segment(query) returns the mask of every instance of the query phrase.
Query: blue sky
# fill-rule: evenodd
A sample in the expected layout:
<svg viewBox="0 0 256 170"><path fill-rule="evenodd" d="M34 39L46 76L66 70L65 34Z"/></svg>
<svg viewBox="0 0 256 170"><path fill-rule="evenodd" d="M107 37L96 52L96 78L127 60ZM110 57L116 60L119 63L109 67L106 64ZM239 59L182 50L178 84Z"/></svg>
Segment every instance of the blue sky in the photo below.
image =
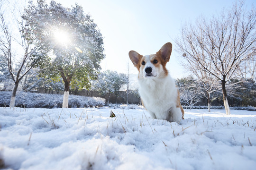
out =
<svg viewBox="0 0 256 170"><path fill-rule="evenodd" d="M246 5L255 6L254 0ZM181 54L175 51L174 40L180 35L183 24L193 22L201 15L210 17L223 8L231 7L235 0L56 0L70 7L75 2L82 6L97 24L104 38L106 59L103 70L110 69L137 74L128 52L135 50L145 55L155 53L166 42L173 43L173 52L166 67L174 78L187 75L180 66Z"/></svg>

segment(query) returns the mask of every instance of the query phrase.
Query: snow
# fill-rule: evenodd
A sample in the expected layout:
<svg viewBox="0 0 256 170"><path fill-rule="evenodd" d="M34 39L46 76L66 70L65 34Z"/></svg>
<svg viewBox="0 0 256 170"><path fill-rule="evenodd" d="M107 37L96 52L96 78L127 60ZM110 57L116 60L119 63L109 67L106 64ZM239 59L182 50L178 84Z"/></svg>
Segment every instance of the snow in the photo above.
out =
<svg viewBox="0 0 256 170"><path fill-rule="evenodd" d="M0 159L14 170L255 168L256 111L185 111L179 125L143 109L1 107Z"/></svg>

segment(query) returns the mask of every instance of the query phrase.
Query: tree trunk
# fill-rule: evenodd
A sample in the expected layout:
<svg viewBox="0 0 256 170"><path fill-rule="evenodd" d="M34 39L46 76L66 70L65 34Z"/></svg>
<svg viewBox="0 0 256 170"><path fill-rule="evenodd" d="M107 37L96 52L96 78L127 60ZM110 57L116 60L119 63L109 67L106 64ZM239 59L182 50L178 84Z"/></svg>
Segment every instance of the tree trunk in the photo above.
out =
<svg viewBox="0 0 256 170"><path fill-rule="evenodd" d="M15 100L16 98L16 92L18 86L18 82L15 82L14 87L12 89L11 100L10 102L10 107L14 107L15 105Z"/></svg>
<svg viewBox="0 0 256 170"><path fill-rule="evenodd" d="M228 95L227 95L227 91L226 90L226 81L221 80L221 87L222 88L222 93L223 94L223 102L226 110L226 114L227 115L230 114L230 110L229 106L229 102L228 102Z"/></svg>
<svg viewBox="0 0 256 170"><path fill-rule="evenodd" d="M110 94L110 96L109 96L109 98L108 99L108 106L109 105L109 102L110 102L110 97L111 96L111 94Z"/></svg>
<svg viewBox="0 0 256 170"><path fill-rule="evenodd" d="M63 95L63 108L68 108L68 97L69 96L69 82L65 81L65 88Z"/></svg>
<svg viewBox="0 0 256 170"><path fill-rule="evenodd" d="M207 94L207 103L208 103L208 112L210 112L210 93Z"/></svg>

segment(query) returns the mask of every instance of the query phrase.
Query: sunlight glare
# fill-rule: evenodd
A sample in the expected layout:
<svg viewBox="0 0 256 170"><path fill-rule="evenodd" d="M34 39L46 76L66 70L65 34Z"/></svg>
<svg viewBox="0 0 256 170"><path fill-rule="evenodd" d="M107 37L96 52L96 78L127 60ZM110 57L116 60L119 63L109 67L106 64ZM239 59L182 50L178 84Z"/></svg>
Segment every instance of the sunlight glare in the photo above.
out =
<svg viewBox="0 0 256 170"><path fill-rule="evenodd" d="M70 42L69 34L63 30L56 30L54 33L56 42L62 45L67 45Z"/></svg>

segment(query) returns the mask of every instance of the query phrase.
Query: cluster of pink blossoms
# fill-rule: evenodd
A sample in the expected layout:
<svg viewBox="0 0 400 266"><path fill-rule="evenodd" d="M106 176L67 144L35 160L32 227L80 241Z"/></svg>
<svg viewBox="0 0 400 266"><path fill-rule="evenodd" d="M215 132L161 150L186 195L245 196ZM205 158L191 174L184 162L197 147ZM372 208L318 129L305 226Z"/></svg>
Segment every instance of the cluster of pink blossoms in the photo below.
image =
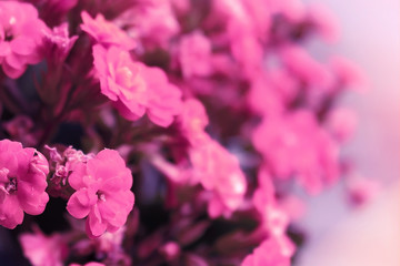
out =
<svg viewBox="0 0 400 266"><path fill-rule="evenodd" d="M36 266L296 264L300 190L379 188L340 153L366 79L317 37L301 0L1 1L0 225Z"/></svg>

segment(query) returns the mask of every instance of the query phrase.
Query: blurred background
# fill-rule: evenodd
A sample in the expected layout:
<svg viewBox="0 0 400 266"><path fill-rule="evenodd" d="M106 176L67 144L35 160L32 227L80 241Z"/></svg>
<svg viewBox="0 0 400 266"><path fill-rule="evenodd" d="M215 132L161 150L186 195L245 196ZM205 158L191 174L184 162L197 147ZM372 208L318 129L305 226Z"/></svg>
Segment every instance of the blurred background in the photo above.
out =
<svg viewBox="0 0 400 266"><path fill-rule="evenodd" d="M400 1L320 0L338 18L341 39L312 43L323 57L343 54L369 78L366 93L348 93L342 105L359 114L358 130L346 146L360 173L382 181L382 191L359 209L349 209L340 187L310 198L301 226L311 235L300 266L400 265Z"/></svg>

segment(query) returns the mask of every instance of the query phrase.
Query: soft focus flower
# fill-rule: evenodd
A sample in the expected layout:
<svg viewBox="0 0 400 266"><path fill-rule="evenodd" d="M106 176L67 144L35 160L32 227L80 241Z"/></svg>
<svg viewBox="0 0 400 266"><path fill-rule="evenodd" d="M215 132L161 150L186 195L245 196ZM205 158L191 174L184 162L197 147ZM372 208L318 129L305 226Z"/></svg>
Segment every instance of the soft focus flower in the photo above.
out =
<svg viewBox="0 0 400 266"><path fill-rule="evenodd" d="M49 151L50 160L50 177L48 192L51 196L63 196L68 198L70 194L64 194L67 187L67 180L70 174L82 163L87 163L94 154L84 154L82 151L77 151L72 146L67 147L62 153L59 153L56 147L44 146Z"/></svg>
<svg viewBox="0 0 400 266"><path fill-rule="evenodd" d="M21 234L19 241L23 255L33 266L62 266L68 255L68 246L60 234L46 236L43 233Z"/></svg>
<svg viewBox="0 0 400 266"><path fill-rule="evenodd" d="M197 99L184 100L179 121L182 131L191 141L196 141L198 136L202 136L209 123L206 109Z"/></svg>
<svg viewBox="0 0 400 266"><path fill-rule="evenodd" d="M104 231L116 232L127 221L133 207L130 191L132 175L118 152L103 150L88 163L77 166L69 177L77 192L67 204L76 218L87 218L87 233L98 237Z"/></svg>
<svg viewBox="0 0 400 266"><path fill-rule="evenodd" d="M211 217L229 216L244 198L247 182L238 158L210 137L190 149L194 178L211 192L208 212Z"/></svg>
<svg viewBox="0 0 400 266"><path fill-rule="evenodd" d="M123 50L136 48L136 41L127 35L124 31L110 21L107 21L101 13L92 19L86 11L81 13L83 24L81 29L90 34L98 43L109 48L111 45L120 47Z"/></svg>
<svg viewBox="0 0 400 266"><path fill-rule="evenodd" d="M352 136L357 122L357 115L352 112L352 110L337 108L329 112L327 127L333 137L338 142L342 143Z"/></svg>
<svg viewBox="0 0 400 266"><path fill-rule="evenodd" d="M270 237L248 255L241 266L289 266L292 253L289 239Z"/></svg>
<svg viewBox="0 0 400 266"><path fill-rule="evenodd" d="M93 47L94 70L100 79L101 93L129 120L137 120L146 112L148 88L141 75L141 65L133 62L127 51L111 47Z"/></svg>
<svg viewBox="0 0 400 266"><path fill-rule="evenodd" d="M69 266L106 266L106 264L97 263L97 262L90 262L87 264L70 264Z"/></svg>
<svg viewBox="0 0 400 266"><path fill-rule="evenodd" d="M167 74L159 68L142 64L141 75L149 91L147 114L160 126L169 126L182 110L180 89L168 81Z"/></svg>
<svg viewBox="0 0 400 266"><path fill-rule="evenodd" d="M339 177L338 146L308 111L267 117L254 131L253 143L273 175L294 175L311 194Z"/></svg>
<svg viewBox="0 0 400 266"><path fill-rule="evenodd" d="M78 37L69 38L68 23L54 27L52 31L46 31L43 38L43 51L48 61L61 63L76 43Z"/></svg>
<svg viewBox="0 0 400 266"><path fill-rule="evenodd" d="M23 212L39 215L44 211L48 173L41 153L19 142L0 141L0 225L12 229L22 223Z"/></svg>
<svg viewBox="0 0 400 266"><path fill-rule="evenodd" d="M170 39L180 30L171 4L167 0L147 1L138 8L127 10L119 20L131 25L129 32L141 40L144 49L167 48Z"/></svg>
<svg viewBox="0 0 400 266"><path fill-rule="evenodd" d="M204 76L211 73L211 42L201 32L184 35L179 44L179 61L183 76Z"/></svg>
<svg viewBox="0 0 400 266"><path fill-rule="evenodd" d="M252 203L261 215L261 229L282 237L290 222L289 215L278 205L272 178L266 168L259 171L258 182Z"/></svg>
<svg viewBox="0 0 400 266"><path fill-rule="evenodd" d="M181 110L181 92L161 69L133 62L128 52L116 47L106 50L94 45L93 57L101 92L123 117L134 121L147 111L158 125L172 123Z"/></svg>
<svg viewBox="0 0 400 266"><path fill-rule="evenodd" d="M8 76L17 79L28 64L40 62L39 47L48 30L32 4L0 2L0 63Z"/></svg>

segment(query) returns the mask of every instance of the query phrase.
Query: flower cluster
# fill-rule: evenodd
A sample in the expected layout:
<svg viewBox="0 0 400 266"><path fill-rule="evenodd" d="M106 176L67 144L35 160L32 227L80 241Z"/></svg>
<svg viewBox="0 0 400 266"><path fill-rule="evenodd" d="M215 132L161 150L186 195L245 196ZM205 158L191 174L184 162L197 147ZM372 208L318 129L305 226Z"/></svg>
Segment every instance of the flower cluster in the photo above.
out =
<svg viewBox="0 0 400 266"><path fill-rule="evenodd" d="M300 0L1 1L0 225L38 266L290 265L300 190L378 191L340 153L366 79L316 37Z"/></svg>

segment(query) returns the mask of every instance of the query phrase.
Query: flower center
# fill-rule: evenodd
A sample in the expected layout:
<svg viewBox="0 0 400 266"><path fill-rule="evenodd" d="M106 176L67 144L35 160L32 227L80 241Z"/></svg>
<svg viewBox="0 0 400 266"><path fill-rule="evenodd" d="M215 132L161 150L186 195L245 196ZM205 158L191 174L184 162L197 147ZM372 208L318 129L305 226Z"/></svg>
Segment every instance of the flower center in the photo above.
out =
<svg viewBox="0 0 400 266"><path fill-rule="evenodd" d="M17 191L17 177L9 177L9 182L6 183L4 190L6 190L9 194L14 193L14 192Z"/></svg>
<svg viewBox="0 0 400 266"><path fill-rule="evenodd" d="M98 195L99 201L106 202L106 195L104 195L104 193L98 191L98 192L97 192L97 195Z"/></svg>
<svg viewBox="0 0 400 266"><path fill-rule="evenodd" d="M10 42L13 39L13 34L10 30L4 31L4 41Z"/></svg>

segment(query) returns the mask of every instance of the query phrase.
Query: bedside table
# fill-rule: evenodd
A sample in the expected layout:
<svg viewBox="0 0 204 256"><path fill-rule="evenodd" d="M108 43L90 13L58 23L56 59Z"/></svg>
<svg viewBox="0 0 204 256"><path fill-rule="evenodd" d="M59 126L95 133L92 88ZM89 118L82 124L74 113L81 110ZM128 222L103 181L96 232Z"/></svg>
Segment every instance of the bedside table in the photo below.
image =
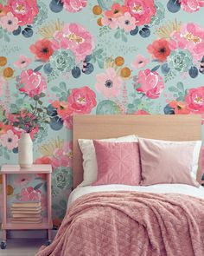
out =
<svg viewBox="0 0 204 256"><path fill-rule="evenodd" d="M1 172L3 179L3 241L1 243L1 248L6 248L6 233L7 230L33 230L33 229L47 229L48 240L47 244L51 242L51 230L53 228L52 222L52 196L51 196L51 174L52 166L48 164L35 165L34 164L30 168L21 168L18 165L3 165ZM9 174L44 174L47 175L47 211L48 214L46 218L42 219L41 223L31 223L31 224L17 224L12 223L7 217L7 175Z"/></svg>

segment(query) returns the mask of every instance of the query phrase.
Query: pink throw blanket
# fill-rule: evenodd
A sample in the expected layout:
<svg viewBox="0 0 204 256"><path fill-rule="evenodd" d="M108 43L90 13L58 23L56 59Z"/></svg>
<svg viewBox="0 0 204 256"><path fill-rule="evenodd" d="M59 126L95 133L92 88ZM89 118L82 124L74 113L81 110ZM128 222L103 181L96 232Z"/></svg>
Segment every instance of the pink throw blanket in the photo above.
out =
<svg viewBox="0 0 204 256"><path fill-rule="evenodd" d="M203 256L204 200L182 194L92 193L36 256Z"/></svg>

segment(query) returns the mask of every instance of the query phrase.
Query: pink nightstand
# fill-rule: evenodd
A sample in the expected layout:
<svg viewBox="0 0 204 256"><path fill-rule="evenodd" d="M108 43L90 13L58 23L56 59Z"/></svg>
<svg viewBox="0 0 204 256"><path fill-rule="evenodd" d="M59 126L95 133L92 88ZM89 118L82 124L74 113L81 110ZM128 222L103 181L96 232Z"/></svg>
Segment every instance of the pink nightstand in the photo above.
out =
<svg viewBox="0 0 204 256"><path fill-rule="evenodd" d="M6 232L7 230L25 230L25 229L48 229L48 241L51 241L51 230L53 228L52 222L52 196L51 196L51 174L52 166L48 164L44 165L33 165L31 168L21 168L18 165L3 165L1 172L3 178L3 241L1 243L1 248L6 248ZM9 218L7 218L7 193L6 193L6 178L8 174L45 174L47 175L47 210L48 216L42 220L41 223L38 224L16 224L11 223Z"/></svg>

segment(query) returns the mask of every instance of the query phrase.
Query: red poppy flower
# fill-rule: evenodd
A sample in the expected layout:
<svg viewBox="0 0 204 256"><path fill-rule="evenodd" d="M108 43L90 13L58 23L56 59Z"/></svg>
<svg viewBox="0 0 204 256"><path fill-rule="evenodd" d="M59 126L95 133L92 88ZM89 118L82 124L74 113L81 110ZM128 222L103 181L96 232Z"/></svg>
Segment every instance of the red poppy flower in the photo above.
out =
<svg viewBox="0 0 204 256"><path fill-rule="evenodd" d="M35 54L37 59L43 62L48 62L54 52L51 42L46 38L38 40L35 44L29 47L29 49Z"/></svg>
<svg viewBox="0 0 204 256"><path fill-rule="evenodd" d="M165 62L170 54L169 42L165 39L158 39L147 47L148 51L152 54L155 59L160 62Z"/></svg>

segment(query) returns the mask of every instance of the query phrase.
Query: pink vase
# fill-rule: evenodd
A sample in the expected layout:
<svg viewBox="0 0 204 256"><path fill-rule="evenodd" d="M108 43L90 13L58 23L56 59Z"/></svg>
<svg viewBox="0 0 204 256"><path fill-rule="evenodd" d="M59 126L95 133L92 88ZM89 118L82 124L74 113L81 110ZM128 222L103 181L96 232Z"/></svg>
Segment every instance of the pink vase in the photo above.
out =
<svg viewBox="0 0 204 256"><path fill-rule="evenodd" d="M18 141L18 164L22 168L33 165L33 141L28 133L22 134Z"/></svg>

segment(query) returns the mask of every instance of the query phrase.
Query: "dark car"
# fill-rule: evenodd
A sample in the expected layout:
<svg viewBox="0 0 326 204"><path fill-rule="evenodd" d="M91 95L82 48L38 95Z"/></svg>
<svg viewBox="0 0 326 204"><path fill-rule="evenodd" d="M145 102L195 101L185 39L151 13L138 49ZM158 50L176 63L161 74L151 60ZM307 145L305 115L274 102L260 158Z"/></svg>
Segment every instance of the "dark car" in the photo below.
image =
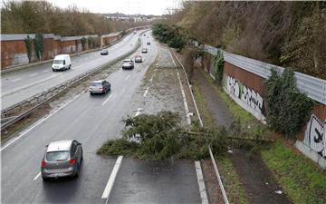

§ **What is asked**
State how many lines of the material above contain the string "soft", matching case exactly. Give only the number.

§ **Task output**
2